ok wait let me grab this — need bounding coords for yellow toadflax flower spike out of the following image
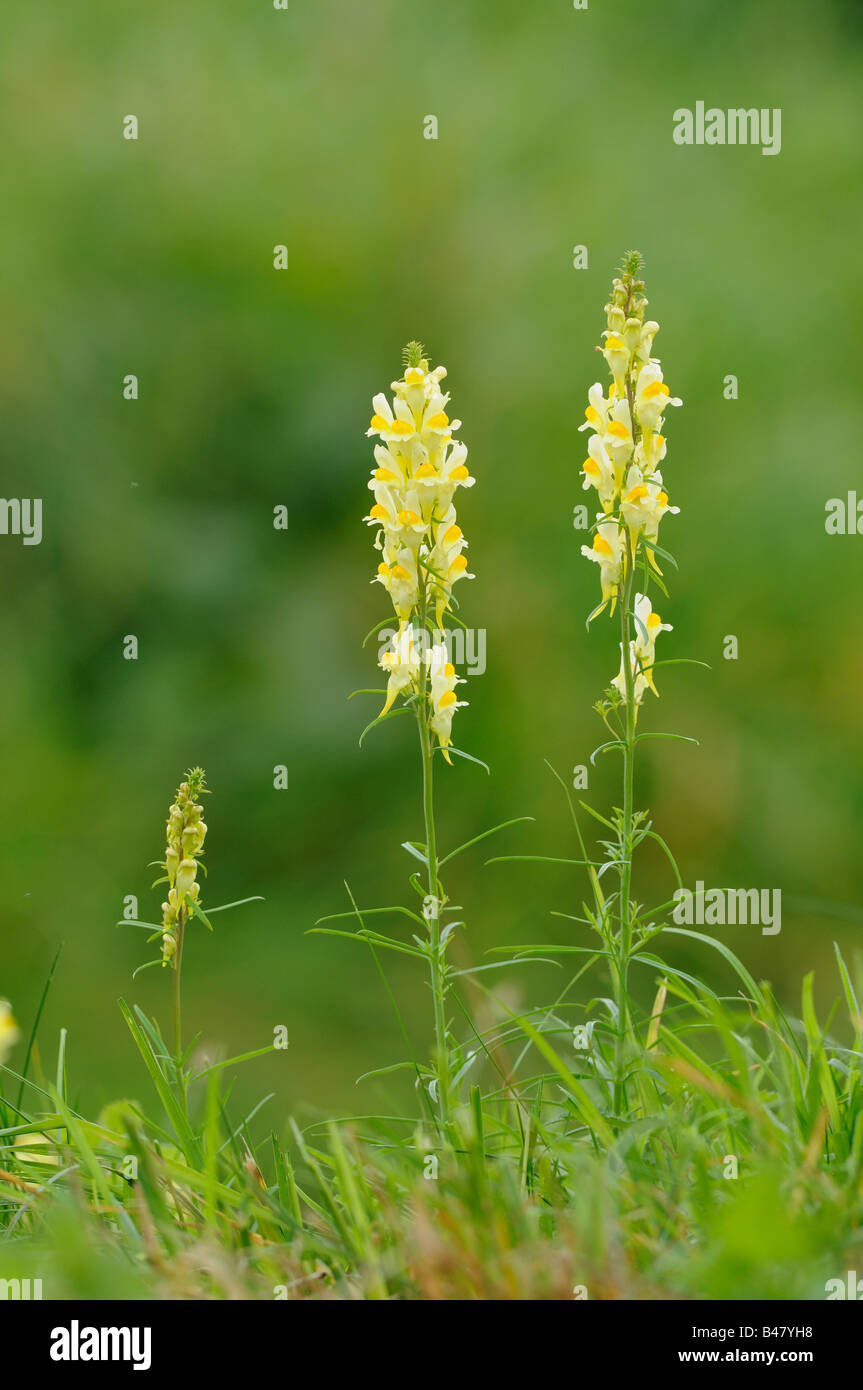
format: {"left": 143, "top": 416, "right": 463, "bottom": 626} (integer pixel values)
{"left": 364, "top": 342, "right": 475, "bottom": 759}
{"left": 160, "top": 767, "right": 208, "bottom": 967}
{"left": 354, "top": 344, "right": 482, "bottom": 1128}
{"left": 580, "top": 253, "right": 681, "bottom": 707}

********************

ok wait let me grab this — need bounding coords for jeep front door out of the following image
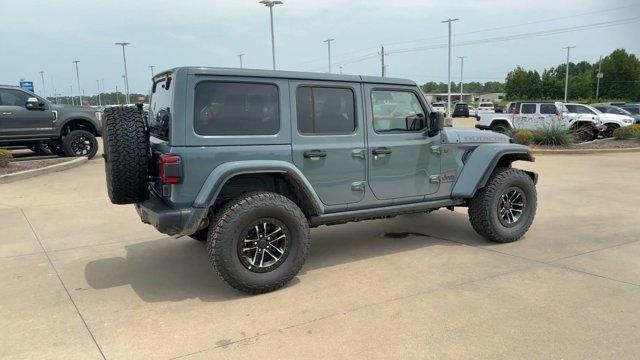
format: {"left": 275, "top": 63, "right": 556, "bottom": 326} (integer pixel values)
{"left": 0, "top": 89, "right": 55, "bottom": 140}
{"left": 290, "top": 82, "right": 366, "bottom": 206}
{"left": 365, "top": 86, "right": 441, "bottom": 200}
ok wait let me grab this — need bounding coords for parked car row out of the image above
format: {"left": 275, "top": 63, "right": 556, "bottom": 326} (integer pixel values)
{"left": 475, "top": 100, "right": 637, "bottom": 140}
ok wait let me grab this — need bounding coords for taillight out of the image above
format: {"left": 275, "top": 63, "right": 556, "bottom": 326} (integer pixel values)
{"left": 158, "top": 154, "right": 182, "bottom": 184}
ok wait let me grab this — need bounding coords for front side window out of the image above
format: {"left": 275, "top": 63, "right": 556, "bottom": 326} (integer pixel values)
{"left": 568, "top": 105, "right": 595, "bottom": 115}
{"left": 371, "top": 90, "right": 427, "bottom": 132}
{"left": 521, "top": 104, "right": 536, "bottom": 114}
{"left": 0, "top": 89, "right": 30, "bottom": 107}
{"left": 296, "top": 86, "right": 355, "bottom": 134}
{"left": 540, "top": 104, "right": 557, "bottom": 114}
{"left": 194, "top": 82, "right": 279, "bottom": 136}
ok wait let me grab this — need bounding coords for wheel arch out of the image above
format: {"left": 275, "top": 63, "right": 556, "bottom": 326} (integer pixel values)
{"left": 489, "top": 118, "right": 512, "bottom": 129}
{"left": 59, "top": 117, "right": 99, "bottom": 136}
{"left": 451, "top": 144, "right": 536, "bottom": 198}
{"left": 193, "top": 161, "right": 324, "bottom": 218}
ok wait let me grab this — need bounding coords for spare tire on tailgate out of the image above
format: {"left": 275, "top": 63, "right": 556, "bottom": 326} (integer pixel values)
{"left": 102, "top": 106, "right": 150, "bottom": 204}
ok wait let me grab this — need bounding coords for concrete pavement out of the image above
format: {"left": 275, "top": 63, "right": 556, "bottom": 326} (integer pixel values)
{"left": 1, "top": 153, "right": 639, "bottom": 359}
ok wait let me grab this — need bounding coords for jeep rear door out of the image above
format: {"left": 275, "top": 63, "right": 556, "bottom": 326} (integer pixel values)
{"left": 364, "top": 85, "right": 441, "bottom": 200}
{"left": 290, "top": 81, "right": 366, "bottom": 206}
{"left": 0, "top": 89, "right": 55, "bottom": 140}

********************

**DESCRIPTION OF THE TASK:**
Within the listing, how many lines carry the word "need"? Answer with the number alone.

**EXERCISE SOLUTION:**
9